_INFORMATION PROVIDED_:
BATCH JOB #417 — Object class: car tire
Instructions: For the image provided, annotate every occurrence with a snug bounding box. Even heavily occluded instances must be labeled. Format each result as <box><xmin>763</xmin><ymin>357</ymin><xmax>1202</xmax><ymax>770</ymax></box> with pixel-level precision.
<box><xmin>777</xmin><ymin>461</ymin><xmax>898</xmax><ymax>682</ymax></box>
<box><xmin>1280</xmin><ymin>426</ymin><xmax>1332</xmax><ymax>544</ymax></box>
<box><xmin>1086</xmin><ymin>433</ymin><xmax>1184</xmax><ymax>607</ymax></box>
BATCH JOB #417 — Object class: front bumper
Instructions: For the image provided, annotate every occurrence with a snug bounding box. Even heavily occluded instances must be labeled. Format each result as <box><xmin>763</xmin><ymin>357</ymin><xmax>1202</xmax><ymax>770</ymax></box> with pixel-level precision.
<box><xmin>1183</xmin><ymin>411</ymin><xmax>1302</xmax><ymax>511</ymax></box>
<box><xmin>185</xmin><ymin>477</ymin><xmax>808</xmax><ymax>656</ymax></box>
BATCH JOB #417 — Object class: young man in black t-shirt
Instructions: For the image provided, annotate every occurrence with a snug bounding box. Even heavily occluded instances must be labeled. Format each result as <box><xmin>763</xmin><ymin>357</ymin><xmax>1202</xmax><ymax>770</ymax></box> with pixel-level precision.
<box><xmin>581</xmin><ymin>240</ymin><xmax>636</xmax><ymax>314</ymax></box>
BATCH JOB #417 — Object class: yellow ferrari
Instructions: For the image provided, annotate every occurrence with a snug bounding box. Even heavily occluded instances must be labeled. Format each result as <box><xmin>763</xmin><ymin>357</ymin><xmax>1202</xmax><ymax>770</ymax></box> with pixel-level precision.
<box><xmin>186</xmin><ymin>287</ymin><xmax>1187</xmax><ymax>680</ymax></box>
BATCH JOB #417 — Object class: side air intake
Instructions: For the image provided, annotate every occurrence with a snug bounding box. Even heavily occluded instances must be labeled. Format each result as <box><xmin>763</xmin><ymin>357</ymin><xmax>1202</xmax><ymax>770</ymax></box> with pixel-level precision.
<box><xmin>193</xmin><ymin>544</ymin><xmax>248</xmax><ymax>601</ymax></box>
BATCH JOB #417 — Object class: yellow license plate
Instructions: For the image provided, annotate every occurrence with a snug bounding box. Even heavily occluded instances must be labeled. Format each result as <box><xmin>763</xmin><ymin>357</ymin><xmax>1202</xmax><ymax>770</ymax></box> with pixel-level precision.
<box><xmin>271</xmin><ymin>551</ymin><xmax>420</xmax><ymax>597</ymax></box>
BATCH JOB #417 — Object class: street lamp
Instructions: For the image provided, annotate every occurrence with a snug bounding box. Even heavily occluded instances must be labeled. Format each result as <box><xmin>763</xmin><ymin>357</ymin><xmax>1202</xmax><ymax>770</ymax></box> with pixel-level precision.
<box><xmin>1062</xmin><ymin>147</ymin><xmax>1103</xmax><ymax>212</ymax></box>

_WRITTEN EXERCISE_: Reproduce everything from the line containing "BATCH JOB #417 — Object class: yellow license" down to the final line above, character for character.

_COMPLETED EXERCISE_:
BATCH JOB #417 — Object class: yellow license plate
Instructions: For the image provided, annotate every occurrence with a snug bounding box. Even heavily occluded instances must be labeled. Format each result as <box><xmin>763</xmin><ymin>357</ymin><xmax>1202</xmax><ymax>770</ymax></box> with pixel-level precision.
<box><xmin>271</xmin><ymin>551</ymin><xmax>420</xmax><ymax>597</ymax></box>
BATCH JOB #417 — Object class: street lamp
Instructions: For the image provided, annotate every occurrence with a snug bounding box. Even heavily occluded instances must be labeled. Format each result as <box><xmin>763</xmin><ymin>357</ymin><xmax>1202</xmax><ymax>770</ymax></box> with pixel-level precision.
<box><xmin>1062</xmin><ymin>147</ymin><xmax>1103</xmax><ymax>212</ymax></box>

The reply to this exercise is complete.